*** SUPPLIED PASSAGE

Pathways to the new biology: Greg Carter, Ph.D.

Dr. Greg Carter

Ironically, in science today bioinformatics represents a “sky’s the limit” opportunity, while physics operates in a confined space. For Jackson Laboratory Assistant Professor Greg Carter, Ph.D., the switch to systems biology and bioinformatics from theoretical nuclear particle physics offered him “such an open space for progress” in computer modeling.

“Today’s research problems in theoretical physics go back to the 1970s,” says Carter. “As a theorist, you’re dealing with energies at levels from just after the big bang, and there’s no way to test that experimentally.” He laughs. “Well, you get those energies in supernovas. If there’s a supernova relatively nearby in our lifetimes we just might see if one of my theories about dense matter is accurate.”

Because such experiments aren’t feasible, mathematical and computer modeling has progressed far beyond actual experimentation in physics. On the other hand, in biology, where experimentation is advancing rapidly, modeling has fallen way behind, so Carter joined what he saw as a trend and shifted his focus to the new frontier of systems biology. First he modeled gene networks in yeast at the Institute for Systems Biology, then changed to mammalian systems when he moved to The Jackson Laboratory two years ago.

******
*** LISTED RECORDS

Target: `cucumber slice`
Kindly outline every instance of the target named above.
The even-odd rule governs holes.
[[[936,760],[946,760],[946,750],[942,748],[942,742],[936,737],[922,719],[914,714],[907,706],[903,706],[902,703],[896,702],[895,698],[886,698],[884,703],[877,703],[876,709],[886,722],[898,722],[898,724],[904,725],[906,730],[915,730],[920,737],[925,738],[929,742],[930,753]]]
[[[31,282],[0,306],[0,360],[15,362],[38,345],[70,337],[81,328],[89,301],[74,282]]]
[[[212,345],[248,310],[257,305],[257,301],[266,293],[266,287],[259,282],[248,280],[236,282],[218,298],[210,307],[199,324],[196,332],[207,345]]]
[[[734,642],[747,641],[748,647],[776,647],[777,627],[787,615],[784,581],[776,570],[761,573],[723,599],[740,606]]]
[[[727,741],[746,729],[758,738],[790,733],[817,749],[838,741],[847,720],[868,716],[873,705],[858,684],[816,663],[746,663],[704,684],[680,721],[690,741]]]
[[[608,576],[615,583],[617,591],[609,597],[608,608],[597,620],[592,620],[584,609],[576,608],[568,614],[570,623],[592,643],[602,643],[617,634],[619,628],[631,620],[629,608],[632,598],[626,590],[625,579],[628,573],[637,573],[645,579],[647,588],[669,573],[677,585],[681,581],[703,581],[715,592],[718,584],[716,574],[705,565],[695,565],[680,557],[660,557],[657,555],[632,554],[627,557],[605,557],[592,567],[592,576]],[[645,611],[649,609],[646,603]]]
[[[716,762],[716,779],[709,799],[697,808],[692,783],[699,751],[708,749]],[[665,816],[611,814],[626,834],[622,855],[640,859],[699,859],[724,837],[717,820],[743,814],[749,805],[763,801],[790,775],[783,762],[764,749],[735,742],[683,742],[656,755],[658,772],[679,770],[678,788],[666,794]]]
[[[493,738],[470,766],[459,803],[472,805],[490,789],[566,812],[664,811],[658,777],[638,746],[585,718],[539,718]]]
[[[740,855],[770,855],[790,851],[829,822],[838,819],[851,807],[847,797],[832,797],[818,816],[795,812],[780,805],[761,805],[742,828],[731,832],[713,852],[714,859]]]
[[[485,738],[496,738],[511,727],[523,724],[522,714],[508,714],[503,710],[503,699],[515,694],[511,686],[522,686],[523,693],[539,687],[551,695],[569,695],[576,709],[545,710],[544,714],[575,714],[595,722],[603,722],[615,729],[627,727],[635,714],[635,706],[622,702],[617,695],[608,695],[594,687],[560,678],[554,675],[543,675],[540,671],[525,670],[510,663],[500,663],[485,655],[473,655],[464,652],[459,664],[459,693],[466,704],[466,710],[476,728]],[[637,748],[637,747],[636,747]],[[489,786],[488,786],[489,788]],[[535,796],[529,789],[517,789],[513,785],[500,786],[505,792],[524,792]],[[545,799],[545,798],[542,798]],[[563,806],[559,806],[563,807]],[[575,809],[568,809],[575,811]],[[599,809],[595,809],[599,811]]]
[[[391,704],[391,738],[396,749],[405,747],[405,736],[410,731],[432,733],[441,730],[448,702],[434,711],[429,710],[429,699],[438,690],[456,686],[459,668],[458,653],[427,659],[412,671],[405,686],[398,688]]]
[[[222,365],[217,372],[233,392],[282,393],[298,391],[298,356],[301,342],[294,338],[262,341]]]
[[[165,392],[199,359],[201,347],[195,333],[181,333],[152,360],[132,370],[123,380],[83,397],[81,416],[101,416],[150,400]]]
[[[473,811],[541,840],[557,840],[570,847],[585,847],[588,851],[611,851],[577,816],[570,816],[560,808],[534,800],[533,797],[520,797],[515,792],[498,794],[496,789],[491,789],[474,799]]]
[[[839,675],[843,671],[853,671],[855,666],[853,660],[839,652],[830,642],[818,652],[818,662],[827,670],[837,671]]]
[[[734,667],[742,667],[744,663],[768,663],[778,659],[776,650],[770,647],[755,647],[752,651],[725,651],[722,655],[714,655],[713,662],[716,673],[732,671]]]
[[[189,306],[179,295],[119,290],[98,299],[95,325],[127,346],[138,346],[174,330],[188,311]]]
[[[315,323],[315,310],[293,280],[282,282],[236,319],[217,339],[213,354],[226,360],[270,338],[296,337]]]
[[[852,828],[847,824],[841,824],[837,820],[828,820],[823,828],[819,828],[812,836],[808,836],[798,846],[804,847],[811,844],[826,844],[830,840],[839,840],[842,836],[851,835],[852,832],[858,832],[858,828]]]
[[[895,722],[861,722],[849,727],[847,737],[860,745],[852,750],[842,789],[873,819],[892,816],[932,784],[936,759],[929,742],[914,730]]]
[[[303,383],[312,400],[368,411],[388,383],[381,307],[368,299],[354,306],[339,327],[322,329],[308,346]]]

******
*** LISTED RECORDS

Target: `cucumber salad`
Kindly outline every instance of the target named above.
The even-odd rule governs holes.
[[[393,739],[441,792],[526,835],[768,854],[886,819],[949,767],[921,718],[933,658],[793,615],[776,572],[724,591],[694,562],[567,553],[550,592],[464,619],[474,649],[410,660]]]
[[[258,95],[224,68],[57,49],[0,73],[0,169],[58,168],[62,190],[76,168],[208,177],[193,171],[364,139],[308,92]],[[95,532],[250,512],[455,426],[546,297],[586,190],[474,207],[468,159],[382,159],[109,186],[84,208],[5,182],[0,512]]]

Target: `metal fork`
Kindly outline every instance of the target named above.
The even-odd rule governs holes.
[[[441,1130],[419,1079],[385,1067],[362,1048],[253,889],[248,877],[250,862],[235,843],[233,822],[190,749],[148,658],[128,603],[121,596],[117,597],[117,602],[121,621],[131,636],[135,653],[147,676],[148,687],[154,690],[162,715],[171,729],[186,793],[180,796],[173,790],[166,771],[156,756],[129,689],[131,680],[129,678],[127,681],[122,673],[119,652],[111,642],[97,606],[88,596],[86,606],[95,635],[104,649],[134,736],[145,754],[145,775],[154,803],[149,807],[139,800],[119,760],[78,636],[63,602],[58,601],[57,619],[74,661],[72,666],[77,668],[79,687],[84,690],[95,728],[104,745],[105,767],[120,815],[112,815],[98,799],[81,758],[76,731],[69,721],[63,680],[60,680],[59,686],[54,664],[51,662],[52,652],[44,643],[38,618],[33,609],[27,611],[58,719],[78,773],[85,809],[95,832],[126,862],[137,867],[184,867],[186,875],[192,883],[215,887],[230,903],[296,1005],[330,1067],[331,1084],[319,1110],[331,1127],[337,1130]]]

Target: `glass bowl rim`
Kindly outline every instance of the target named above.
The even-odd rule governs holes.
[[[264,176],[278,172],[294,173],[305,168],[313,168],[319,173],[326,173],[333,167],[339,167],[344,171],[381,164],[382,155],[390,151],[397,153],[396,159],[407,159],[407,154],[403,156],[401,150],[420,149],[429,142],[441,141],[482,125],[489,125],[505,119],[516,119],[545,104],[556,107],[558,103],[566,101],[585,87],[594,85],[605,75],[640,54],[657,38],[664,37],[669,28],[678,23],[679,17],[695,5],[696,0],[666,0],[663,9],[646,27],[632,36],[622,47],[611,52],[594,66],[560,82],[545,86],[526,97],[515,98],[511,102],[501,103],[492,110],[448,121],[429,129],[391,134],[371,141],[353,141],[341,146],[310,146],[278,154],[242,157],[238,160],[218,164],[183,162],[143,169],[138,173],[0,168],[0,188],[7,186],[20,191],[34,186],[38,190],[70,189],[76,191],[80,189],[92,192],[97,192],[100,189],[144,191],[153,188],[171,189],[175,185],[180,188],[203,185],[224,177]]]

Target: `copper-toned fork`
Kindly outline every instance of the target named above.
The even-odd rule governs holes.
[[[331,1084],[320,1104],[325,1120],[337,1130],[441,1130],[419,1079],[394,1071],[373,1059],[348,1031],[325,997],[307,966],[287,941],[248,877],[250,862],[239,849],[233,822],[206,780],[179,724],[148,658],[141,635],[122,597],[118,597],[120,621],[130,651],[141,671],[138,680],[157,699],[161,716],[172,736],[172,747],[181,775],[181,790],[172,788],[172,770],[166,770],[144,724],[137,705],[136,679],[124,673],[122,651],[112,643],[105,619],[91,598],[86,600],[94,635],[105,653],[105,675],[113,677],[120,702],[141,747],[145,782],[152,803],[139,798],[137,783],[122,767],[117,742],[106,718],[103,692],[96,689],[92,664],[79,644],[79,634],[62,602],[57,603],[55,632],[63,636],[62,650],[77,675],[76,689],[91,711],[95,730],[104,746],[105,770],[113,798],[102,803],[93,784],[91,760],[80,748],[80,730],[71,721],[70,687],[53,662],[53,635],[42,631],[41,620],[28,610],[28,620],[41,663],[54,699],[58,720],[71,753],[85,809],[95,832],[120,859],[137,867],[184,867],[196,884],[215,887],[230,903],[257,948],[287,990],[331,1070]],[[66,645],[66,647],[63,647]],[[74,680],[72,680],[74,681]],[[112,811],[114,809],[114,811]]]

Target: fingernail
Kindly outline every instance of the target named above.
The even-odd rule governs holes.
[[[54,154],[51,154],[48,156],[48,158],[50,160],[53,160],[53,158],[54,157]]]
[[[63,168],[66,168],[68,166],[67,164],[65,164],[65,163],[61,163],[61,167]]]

******
*** LISTED RECORDS

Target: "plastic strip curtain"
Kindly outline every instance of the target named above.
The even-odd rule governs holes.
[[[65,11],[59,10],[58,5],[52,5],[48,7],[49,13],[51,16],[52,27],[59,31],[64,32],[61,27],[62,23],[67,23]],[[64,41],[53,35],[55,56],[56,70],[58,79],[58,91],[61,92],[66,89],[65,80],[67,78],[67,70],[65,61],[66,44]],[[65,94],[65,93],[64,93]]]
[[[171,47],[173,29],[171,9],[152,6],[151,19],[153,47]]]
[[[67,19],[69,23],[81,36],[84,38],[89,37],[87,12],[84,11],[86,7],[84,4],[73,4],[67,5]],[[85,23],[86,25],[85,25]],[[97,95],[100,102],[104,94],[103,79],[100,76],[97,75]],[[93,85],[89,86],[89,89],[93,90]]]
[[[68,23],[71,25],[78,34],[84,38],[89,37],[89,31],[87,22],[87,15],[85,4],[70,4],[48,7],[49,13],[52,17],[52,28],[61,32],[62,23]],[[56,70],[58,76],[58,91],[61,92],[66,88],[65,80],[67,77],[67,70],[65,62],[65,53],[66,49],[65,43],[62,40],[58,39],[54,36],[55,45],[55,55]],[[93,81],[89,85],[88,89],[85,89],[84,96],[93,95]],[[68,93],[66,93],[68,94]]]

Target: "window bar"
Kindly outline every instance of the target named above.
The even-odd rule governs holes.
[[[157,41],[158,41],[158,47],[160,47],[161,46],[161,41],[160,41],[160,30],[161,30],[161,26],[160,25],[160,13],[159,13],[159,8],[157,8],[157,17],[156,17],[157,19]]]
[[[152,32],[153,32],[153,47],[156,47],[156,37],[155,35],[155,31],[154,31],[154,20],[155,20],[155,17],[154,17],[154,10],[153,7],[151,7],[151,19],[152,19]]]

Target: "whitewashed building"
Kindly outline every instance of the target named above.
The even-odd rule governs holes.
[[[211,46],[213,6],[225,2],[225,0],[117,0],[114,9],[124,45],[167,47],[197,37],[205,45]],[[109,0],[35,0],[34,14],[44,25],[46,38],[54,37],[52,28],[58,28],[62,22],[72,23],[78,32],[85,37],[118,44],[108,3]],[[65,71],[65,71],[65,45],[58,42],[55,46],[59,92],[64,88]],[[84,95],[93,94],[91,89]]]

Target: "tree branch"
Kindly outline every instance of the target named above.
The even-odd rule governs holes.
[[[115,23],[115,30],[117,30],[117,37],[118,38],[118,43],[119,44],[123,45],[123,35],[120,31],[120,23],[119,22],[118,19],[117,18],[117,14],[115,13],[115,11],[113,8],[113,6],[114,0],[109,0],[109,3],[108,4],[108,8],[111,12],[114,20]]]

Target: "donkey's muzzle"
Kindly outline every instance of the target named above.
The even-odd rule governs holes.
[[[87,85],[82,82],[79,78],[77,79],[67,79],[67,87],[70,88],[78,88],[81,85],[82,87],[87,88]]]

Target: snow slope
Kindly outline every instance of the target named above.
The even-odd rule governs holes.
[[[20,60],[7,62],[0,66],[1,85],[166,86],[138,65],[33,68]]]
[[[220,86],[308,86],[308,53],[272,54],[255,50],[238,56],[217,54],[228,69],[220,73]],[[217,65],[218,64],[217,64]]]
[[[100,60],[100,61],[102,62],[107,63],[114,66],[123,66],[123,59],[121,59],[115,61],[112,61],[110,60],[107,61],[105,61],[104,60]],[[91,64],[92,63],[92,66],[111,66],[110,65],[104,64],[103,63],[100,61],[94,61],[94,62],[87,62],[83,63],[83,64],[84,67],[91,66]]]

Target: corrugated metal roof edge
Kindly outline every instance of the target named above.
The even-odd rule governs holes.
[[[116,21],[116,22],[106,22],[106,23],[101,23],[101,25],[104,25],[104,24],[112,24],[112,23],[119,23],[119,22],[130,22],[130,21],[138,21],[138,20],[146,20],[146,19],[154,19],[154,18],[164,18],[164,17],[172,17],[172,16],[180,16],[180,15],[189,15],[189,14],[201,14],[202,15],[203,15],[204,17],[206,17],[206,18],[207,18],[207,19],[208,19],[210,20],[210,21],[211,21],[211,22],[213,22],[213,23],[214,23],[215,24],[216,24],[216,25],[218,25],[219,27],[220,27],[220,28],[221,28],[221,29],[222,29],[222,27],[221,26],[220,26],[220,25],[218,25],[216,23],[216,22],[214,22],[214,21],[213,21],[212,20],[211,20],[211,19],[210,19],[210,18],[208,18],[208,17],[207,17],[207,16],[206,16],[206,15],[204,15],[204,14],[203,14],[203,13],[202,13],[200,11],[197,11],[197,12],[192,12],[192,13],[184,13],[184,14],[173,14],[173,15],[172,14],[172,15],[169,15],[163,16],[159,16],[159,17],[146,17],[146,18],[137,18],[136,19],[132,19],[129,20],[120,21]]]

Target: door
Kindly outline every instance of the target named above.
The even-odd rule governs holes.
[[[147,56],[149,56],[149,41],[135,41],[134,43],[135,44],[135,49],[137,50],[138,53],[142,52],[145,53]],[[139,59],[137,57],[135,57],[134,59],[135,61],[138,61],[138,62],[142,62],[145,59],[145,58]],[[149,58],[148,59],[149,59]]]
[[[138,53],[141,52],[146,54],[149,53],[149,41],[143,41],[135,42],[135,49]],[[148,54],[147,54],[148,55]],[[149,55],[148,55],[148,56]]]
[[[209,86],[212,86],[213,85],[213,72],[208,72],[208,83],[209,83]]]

******

> TASKS TO COMPLETE
A) In the Greg Carter profile, where did Carter model gene networks in yeast?
B) In the first paragraph of the Greg Carter profile, which fields of science are named? Give each distinct field once.
C) Continue the Greg Carter profile from its final sentence.
The records that come after the profile are separate material.

> ANSWER SECTION
A) At the Institute for Systems Biology.

B) Bioinformatics, physics, systems biology, and theoretical nuclear particle physics.

C)
"In physics, you take lots of signals, lots of data points, and develop models that encode the core rules that drive those signals. In genetics here I'm trying to do the same sort of thing: take what’s basically a very messy situation—lots of data, complex biological signals—and boil it down to a few simple rules that are driving them. The rules are so undefined in biology that there’s huge space to explore new data and test models. We still don’t know how complex the models need to be."

Although his physics background has been very helpful to his work, Carter sees the path to working in bioinformatics as far more linear now than it was a decade ago. “If I knew I wanted to get into bioinformatics today, I wouldn’t start in physics. There’s more ability to focus on quantitative biology these days, even as an undergrad. Bioinformatics programs are developing quickly and now provide an entry into the field.”